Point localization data
################

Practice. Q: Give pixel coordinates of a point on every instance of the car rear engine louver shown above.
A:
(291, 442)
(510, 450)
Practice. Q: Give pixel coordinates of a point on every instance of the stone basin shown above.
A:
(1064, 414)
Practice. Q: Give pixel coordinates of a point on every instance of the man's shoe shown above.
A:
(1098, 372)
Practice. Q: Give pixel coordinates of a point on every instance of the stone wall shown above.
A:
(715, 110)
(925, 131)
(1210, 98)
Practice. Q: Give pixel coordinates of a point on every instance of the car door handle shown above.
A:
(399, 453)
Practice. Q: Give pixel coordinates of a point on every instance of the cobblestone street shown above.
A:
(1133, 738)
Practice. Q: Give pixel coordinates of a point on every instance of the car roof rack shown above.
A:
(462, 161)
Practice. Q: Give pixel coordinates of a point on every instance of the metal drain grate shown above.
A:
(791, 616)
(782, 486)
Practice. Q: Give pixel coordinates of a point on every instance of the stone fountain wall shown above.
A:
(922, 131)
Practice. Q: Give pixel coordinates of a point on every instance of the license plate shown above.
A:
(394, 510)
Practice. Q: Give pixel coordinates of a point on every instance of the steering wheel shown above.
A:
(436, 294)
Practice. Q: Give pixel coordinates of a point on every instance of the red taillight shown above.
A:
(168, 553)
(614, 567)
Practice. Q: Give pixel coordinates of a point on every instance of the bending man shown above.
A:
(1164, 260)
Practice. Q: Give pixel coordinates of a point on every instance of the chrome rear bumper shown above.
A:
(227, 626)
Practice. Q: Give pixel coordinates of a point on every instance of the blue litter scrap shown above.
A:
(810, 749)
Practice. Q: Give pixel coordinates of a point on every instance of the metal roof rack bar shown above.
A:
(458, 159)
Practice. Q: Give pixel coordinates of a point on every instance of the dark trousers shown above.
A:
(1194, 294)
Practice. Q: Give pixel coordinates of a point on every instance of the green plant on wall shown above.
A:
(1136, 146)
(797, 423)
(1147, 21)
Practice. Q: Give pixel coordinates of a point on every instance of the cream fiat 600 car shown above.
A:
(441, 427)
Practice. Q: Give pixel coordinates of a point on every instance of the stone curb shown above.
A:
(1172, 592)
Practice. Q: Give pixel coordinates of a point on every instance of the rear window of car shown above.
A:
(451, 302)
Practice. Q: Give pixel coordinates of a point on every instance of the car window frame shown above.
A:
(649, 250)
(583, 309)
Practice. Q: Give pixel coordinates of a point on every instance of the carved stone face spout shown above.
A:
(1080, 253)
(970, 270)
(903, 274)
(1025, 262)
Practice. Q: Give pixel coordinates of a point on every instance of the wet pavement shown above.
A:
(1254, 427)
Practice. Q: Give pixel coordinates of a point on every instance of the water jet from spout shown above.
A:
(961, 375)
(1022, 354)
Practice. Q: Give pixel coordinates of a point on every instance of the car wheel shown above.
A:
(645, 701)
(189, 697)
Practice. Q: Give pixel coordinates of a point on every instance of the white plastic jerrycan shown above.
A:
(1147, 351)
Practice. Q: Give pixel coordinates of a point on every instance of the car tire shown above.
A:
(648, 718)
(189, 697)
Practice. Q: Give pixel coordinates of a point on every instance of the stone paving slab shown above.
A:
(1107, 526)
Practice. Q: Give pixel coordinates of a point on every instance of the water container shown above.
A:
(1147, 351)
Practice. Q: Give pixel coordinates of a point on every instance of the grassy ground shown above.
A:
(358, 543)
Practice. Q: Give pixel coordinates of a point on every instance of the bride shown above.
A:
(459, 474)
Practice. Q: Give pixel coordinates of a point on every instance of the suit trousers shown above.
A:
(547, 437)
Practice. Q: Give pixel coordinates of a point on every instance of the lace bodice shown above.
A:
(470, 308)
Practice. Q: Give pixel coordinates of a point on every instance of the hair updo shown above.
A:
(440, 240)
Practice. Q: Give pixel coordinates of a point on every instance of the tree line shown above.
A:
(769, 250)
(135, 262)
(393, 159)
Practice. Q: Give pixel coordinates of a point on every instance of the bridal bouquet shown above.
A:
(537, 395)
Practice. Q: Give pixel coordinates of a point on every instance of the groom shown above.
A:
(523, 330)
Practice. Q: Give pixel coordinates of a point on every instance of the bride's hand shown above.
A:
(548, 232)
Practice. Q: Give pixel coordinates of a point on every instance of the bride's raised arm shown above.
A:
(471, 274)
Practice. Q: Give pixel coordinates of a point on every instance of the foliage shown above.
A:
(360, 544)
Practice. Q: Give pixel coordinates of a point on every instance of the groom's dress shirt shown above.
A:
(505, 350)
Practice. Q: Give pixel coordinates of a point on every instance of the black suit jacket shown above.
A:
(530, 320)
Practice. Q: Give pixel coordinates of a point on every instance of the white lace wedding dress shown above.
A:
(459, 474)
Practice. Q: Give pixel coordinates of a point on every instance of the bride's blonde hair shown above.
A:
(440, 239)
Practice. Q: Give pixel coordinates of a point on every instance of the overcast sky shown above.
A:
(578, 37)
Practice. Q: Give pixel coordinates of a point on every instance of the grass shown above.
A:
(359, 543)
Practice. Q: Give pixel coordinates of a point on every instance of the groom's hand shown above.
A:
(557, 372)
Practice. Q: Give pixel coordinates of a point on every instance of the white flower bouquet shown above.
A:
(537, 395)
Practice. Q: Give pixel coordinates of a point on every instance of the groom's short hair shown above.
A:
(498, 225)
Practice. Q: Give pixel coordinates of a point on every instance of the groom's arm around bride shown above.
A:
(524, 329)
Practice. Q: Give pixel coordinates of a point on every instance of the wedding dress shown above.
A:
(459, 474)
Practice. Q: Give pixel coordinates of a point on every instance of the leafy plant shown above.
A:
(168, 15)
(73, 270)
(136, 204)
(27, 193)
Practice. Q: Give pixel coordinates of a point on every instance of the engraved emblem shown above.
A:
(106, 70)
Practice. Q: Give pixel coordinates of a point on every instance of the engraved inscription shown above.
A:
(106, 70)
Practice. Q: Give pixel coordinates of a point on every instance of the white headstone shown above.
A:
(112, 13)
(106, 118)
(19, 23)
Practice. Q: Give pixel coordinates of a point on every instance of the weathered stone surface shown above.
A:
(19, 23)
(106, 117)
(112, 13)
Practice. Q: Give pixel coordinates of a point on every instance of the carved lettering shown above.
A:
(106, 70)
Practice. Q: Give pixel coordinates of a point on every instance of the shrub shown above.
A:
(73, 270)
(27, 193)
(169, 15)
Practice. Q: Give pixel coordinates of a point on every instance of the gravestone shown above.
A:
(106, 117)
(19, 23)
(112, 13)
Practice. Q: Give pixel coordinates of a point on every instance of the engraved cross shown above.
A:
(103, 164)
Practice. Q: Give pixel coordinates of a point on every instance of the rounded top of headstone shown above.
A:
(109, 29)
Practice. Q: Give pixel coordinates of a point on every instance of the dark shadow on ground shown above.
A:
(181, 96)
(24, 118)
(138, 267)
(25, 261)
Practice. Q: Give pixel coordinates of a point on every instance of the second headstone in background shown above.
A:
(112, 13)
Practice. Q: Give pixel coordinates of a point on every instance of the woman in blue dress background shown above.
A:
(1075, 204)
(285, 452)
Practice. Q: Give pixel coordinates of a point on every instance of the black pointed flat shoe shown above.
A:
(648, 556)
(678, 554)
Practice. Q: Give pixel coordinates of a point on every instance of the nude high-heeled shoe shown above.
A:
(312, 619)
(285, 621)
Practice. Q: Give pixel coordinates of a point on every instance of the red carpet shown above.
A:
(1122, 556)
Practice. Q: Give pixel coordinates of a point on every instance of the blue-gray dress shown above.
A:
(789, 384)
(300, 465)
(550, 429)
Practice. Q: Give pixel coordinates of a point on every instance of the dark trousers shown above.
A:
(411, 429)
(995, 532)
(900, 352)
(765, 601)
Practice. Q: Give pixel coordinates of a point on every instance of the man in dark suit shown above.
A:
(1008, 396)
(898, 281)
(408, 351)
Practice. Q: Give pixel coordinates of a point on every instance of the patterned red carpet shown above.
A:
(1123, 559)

################

Exercise goal
Only the count is needed: the number of lines in the data that include the word "wedding".

Output below
2